> [Fragmento seleccionado]

Y solo queda el tiempo, tierno y agrio, cruel y frágil carapacho, como aludido testigo de las vicisitudes de este lenguaje que el idioma español ignoró en el adaptativo cuajado de sus elementos idiomáticos.
La diversificación de los dialectos americanos llevó consigo la determinación sacrificada e incondicional de los misioneros españoles en su aprendizaje, para un postrero avance filológico de unas lenguas que tan extrañas como vírgenes, habían sembrado sus raíces lingüísticas en el adamar inocuo de significados, y en el caudal fonético de aquellos que las hablaban. Sería angosto el entendimiento de sus pronunciaciones, salvo el puente simbiótico de aquellos que lograron encomendarse en sus filiaciones sin el tenue miedo de eludir el salvajismo característico de sus sosegadas voces.

> [Datos de señalamiento por expresiones referenciales]
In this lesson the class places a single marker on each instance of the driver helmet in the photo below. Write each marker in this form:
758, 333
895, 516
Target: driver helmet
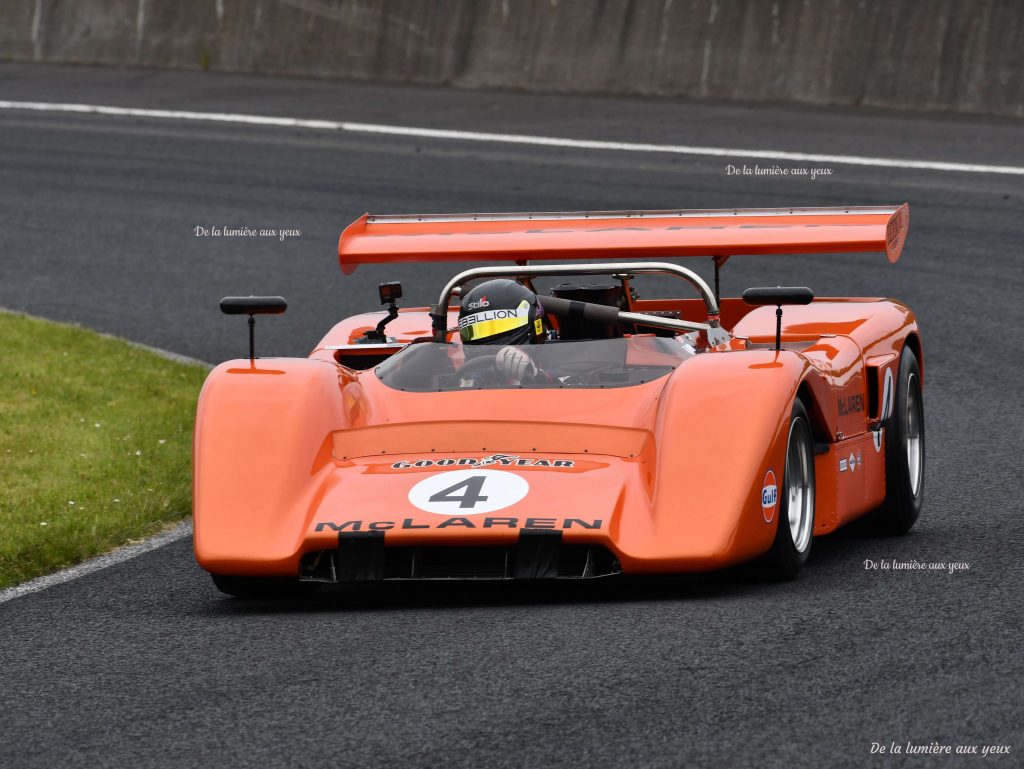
501, 311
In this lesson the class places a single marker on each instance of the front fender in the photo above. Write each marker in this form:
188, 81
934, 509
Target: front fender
262, 451
722, 425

> [Qué harás]
1. Según el fragmento sobre los dialectos americanos, ¿quiénes se dedicaron con determinación sacrificada e incondicional a aprender esas lenguas?
2. Prolonga el fragmento sobre los dialectos americanos con un párrafo nuevo que siga a su última oración.

> [Resultados del ejercicio]
1. Los misioneros españoles.

2.
No sería menos el atraso civilizado, la participación de estos frailes que durante la perpetración de unos símbolos agudos, que afilados como piedras forjaban un suelo tan natural pero no obstante extraño e indiferente, dispuesto a esquivar cuanto raciocinio exista que lograse desenrollar el enigmático firmamento de sus palabras, tan arraigadas como también sumergidas en las psiquis y caracteres de sus aborígenes. En el fóculo universo de sus hijos que la habitaban.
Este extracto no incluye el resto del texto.